TEXTAUSZUG:
********

“These are sick people”

Über Krankheit und politische Gewalt.

Von Max Balzer

Der Literaturwissenschaftler Tobin Siebers schreibt in Disability Aesthetics, Behinderung sei die zentrale Metapher der menschlichen Disqualifikation. Was das bedeutet, ließ sich in den vergangenen Wochen in den USA beobachten. Nach der Ermordung des rechten Aktivisten Charlie Kirk wurde um die Deutungshoheit gerungen. Donald Trump und seine Administration machten linke Organisationen und Medienunternehmen für den Anschlag verantwortlich. Die Late-Night-Show „Jimmy Kimmel Live“ wurde wegen einer missliebigen Bemerkung des Hosts kurzfristig ausgesetzt. „Sie tun ihrem Publikum einen Gefallen“, kommentierte ein offizieller X-Account des Weißen Hauses, Jimmy is a sick freak.“

Ableistische Sprache ist das allgegenwärtige Grundrauschen einer Debatte, die Donald Trump und seine MAGA-Bewegung in ALL CAPS beherrschen. Über Immigranten aus Lateinamerika sagte Donald Trump, sie kämen aus „Irrenanstalten“ und vergifteten „das Blut unseres Landes“. Die Schriftstellerin E. Jean Carroll – Trump wurde des sexuellen Missbrauchs an ihr schuldig gesprochen – bezeichnete er als „Verrückte“ (nut job) und „krank, psychisch krank“.  Nancy Pelosi, nach einem Anschlag auf sie und ihren Mann, als „crazy“. Und über Linksliberale, die das politische Attentat auf Charlie Kirk rechtfertigten oder gar  feierten, sagte er: „These are sick people.“ Krankheit als Metapher der menschlichen Disqualifikation ist eingesickert in den Diskurs.


Das war eine kranke Person, die glaubte, Gewalt sei eine Lösung.

********

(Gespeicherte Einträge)

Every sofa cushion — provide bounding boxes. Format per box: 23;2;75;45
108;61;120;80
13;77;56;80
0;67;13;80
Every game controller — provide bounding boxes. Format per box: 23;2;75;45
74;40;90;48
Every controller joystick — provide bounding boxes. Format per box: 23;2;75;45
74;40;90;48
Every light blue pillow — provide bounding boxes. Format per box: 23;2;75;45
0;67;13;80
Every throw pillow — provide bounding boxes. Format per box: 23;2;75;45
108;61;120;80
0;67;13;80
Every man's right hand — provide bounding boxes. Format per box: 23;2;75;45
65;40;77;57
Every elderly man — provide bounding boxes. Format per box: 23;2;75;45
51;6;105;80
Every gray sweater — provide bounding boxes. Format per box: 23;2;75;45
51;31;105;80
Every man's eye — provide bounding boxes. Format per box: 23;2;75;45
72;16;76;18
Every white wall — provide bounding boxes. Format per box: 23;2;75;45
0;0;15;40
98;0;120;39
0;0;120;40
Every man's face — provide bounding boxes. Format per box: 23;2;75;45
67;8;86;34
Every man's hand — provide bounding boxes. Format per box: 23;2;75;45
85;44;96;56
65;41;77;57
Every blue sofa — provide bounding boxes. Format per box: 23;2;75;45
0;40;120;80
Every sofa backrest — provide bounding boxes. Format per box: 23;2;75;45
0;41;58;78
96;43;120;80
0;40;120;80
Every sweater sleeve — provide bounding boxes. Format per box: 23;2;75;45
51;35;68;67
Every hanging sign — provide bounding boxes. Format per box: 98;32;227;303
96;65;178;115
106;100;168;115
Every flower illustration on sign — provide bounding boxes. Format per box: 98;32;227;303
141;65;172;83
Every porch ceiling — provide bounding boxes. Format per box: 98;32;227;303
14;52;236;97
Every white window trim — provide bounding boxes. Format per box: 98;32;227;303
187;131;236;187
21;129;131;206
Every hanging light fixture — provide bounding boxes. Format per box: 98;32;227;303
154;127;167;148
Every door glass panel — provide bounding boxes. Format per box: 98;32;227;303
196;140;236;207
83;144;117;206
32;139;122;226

********

ZU ERLEDIGEN:
1) Was ist laut dem Textauszug über Krankheit und politische Gewalt nach Tobin Siebers die zentrale Metapher der menschlichen Disqualifikation?
2) Schreib den Textauszug über Krankheit und politische Gewalt im Anschluss an seinen letzten Satz weiter.
Die Daten sind eigenständiges Material und gehören nicht zum Textauszug.

ANTWORTEN IN REIHENFOLGE:
1) Behinderung.

2)
— Jimmy Kimmel

Und sie bildet scheinbar ein letztes Moment des Zusammenhalts. Jon Favreau sagte im linksliberalen Podcast Pod Save America über die Vergeltungsmaßnahmen der Trump-Regierung.  „Sie kochen vor Wut, und sie wollen eine große Gruppe von Menschen bestrafen, weit über diesen kranken Einzelnen (this sick individual) hinaus, der Charlie Kirk ermordet hat.“ Und als Jimmy Kimmel nach seiner Sendepause auf die Showbühne zurückkehrte, betonte er, dass er nicht glaube, dass der Mörder, der Charlie Kirk erschossen habe, irgendwen repräsentierte. „Das war eine kranke Person (a sick person), die glaubte, Gewalt sei eine Lösung. Und das ist sie nicht, nie.“

Offensichtlich wirkt in einer politisch aufgeladenen Situation ableistische Sprache entlastend. Sie schützt die Kommentator*innen davor, den strukturellen Ursachen von politischer Gewalt nachzugehen. Eben, weil das Konzept genutzt wird, um zu sagen: Hier hat jemand ein individuelles Problem. Das hat nichts mit uns zu tun. Nichts mit Politik. Nichts mit unserer Gesellschaft. Doch Jimmy Kimmels Aussage zielt auf eine marginalisierte Gruppe, die regelmäßig vorschnell für politische Anschläge verantwortlich gemacht wird: psychisch beeinträchtigte Menschen. Und das, obwohl es keinerlei Hinweise darauf gibt, dass Tyler James Robinson, der Mörder von Charlie Kirk, psychisch „krank“ wäre.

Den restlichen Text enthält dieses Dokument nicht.